-- Given problem --
Gather each line in the listing below that contains the word "white" and copy those lines out in full.

-- Data supplied --
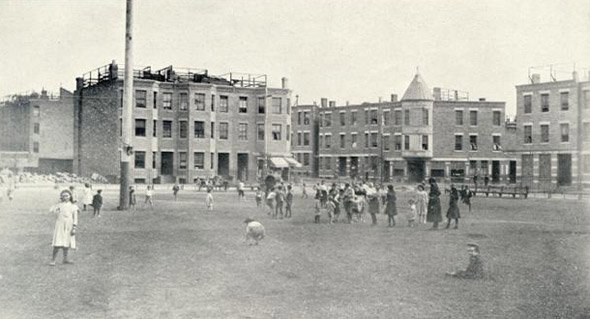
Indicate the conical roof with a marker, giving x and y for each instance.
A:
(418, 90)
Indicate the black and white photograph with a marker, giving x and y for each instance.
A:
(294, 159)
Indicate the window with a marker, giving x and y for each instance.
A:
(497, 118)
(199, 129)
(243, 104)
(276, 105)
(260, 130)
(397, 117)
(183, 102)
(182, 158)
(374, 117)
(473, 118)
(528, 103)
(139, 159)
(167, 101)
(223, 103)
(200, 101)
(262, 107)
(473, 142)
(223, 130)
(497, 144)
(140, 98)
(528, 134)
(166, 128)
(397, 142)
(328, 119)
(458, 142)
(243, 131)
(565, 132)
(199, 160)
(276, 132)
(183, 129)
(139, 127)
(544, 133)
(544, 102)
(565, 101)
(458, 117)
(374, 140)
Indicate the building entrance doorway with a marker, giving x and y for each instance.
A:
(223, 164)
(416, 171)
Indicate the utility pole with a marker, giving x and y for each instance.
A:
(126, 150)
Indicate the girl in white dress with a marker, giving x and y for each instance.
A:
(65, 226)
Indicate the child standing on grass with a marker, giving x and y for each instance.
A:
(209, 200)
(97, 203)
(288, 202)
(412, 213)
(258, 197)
* * *
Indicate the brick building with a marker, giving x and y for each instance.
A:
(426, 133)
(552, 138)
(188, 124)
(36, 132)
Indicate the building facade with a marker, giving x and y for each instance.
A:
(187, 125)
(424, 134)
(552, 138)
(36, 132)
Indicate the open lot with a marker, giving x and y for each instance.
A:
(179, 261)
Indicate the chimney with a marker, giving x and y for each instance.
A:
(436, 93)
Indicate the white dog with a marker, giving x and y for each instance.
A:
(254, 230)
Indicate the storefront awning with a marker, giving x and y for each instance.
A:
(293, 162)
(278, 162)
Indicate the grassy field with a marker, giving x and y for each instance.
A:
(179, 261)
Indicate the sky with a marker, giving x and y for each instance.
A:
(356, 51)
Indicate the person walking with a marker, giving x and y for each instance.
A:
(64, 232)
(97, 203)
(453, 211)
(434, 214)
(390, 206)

-- Exercise result --
Indicate the black and white photograph with a marker, giving x and y for each instance.
Indicate the girl in white dress with a marker, giving x and y for each instance.
Indicate the white dog with a marker, giving x and y for each instance.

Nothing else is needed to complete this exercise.